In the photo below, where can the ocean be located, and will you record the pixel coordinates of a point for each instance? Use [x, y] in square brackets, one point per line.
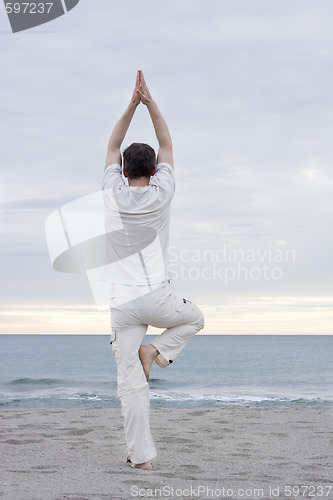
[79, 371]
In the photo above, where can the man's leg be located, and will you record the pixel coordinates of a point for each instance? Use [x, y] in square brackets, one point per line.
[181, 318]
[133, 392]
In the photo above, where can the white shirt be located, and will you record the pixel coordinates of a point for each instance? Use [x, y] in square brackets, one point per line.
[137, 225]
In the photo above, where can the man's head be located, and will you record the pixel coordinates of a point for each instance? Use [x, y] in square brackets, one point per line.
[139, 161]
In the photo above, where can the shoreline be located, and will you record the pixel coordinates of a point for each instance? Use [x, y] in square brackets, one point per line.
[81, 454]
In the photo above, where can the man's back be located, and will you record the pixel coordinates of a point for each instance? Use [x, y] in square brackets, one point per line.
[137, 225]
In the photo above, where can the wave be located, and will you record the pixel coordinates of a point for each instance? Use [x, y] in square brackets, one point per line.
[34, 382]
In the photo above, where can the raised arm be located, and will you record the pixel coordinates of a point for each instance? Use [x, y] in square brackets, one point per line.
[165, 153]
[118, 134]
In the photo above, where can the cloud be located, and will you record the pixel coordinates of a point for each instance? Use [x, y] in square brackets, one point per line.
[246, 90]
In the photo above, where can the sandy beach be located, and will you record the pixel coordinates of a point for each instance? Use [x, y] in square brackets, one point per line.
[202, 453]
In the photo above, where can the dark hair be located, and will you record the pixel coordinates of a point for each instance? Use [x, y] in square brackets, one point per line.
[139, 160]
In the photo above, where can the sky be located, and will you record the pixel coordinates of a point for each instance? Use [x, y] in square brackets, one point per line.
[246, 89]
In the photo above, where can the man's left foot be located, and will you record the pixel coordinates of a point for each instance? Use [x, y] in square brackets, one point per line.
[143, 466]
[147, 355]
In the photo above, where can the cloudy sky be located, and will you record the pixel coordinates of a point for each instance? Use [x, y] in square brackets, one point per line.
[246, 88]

+ + + + +

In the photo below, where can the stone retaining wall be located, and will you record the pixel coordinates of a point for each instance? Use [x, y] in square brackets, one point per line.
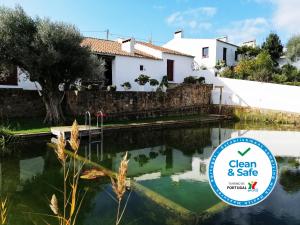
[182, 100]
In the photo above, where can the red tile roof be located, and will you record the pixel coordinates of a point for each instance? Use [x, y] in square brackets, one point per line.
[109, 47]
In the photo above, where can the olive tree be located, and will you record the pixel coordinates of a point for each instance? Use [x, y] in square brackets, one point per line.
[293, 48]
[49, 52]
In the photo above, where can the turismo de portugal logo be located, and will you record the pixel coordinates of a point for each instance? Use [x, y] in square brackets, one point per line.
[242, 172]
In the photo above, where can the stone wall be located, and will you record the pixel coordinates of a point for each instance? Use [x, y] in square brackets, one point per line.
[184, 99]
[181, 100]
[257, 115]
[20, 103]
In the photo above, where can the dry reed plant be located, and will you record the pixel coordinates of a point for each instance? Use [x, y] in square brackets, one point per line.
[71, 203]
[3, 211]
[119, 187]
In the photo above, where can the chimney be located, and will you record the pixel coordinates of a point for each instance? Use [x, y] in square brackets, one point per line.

+ + + + +

• [Task] Above this task is a listing. Restate, word for word and with nothing added, the lines from the one with "In the photo above, where can the dry" through the one with "In the photo above, where can the chimney".

• [Task answer]
In the photo above, where can the dry reed plant be located, and will you record the pixel coordinates of a point for each instance? Use [x, y] in square brackets, one point per line.
[71, 203]
[3, 211]
[119, 187]
In the photo above, where can the chimney be located, and will you record the pixel coordinates of a point for each instance? Use [x, y] in square brackets, one point per line.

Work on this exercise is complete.